## CHALLENGE
Retype each of the lines below word for word, without changing anything.

## SOURCE DATA
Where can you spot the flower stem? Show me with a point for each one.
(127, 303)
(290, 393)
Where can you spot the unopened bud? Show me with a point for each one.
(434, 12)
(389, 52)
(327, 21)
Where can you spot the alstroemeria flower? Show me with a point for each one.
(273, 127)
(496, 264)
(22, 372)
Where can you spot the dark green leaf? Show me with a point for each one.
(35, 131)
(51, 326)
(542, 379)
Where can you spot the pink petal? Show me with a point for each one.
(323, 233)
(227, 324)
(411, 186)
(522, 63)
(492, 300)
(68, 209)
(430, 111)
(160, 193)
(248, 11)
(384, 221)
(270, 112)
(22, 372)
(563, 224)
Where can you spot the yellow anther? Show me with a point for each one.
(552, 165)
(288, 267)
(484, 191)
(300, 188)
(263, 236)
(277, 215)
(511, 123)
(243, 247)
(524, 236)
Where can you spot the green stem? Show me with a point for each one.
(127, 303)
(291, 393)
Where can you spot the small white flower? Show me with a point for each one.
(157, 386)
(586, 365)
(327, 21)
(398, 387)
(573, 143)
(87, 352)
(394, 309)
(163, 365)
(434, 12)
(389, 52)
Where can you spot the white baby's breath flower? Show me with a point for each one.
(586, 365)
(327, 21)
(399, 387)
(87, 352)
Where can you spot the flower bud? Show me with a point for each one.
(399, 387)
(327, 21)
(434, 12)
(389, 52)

## EXERCISE ANSWER
Where can you spot the flower stem? Show me with a point for each one.
(127, 303)
(290, 393)
Where can you spot the unopened bud? Show me with a point for each one.
(434, 12)
(389, 52)
(327, 21)
Where can you spot the alstroemeria flower? Show me with a point for each one.
(273, 127)
(496, 264)
(22, 372)
Where can you spot the dark green leaf? Show me with a point for each one.
(35, 131)
(51, 326)
(542, 379)
Where can you spot the pink petal? Show me with a point for each one.
(323, 233)
(227, 324)
(411, 186)
(522, 63)
(492, 300)
(68, 209)
(430, 111)
(160, 193)
(248, 11)
(384, 221)
(270, 112)
(22, 372)
(563, 224)
Where can you spot the yellow anther? Show me with a point for each one.
(552, 165)
(288, 267)
(484, 191)
(300, 188)
(263, 236)
(277, 215)
(511, 123)
(243, 247)
(524, 236)
Where can you spot the green stem? Show me with a point for each one.
(127, 303)
(291, 393)
Where can you spot the small white flower? Show me with a point for each one.
(157, 386)
(586, 365)
(327, 21)
(398, 387)
(573, 143)
(87, 352)
(394, 309)
(163, 365)
(434, 12)
(389, 52)
Where can you spot the white baby's breath flower? Show me with a point for each one.
(586, 365)
(327, 21)
(399, 387)
(87, 352)
Where can you spot the flower bud? Show me with a point for each one.
(399, 387)
(327, 21)
(434, 12)
(389, 52)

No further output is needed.